[Excerpts from a pointing dataset]
## Begin

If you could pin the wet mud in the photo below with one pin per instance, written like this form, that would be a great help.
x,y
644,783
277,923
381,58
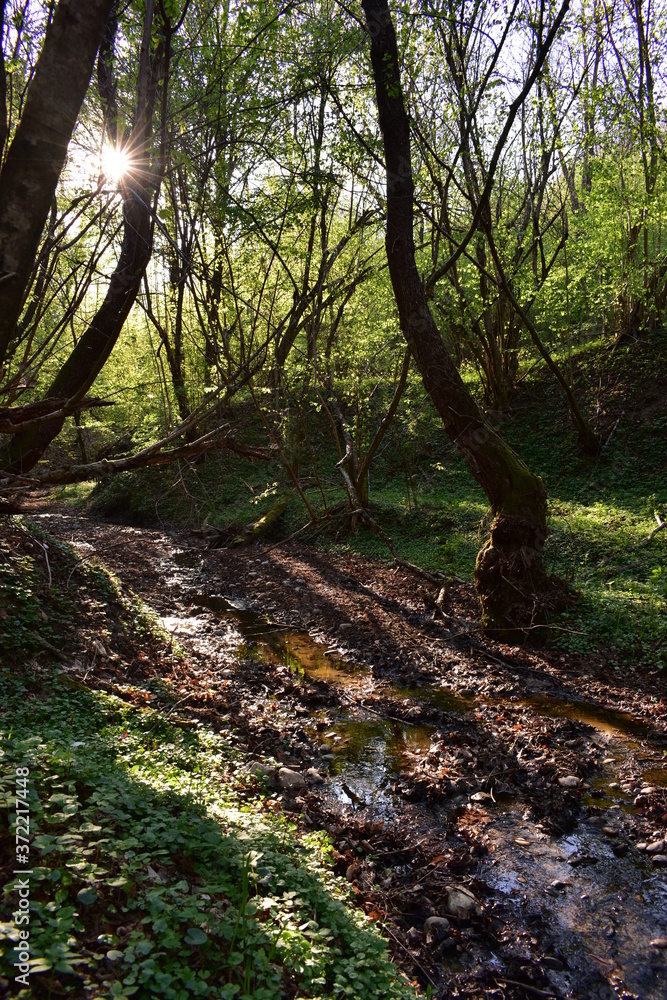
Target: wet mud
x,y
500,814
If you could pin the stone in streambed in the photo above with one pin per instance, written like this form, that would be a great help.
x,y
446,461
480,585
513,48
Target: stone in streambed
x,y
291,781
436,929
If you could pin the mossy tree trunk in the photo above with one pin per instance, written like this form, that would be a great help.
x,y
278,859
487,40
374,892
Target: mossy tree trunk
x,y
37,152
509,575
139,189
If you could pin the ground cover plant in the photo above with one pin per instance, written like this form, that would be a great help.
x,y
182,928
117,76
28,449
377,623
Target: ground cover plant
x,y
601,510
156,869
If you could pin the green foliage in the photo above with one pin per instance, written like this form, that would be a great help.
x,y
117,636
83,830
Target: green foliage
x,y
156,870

## End

Print every line from the one containing "If you could pin the green" through the end of the items, inclusive, unchanged.

#### RESPONSE
If you could pin the green foliage in the photo above with one pin per instance, written like this form, that would be a great help.
x,y
117,636
83,830
Target: green foliage
x,y
156,870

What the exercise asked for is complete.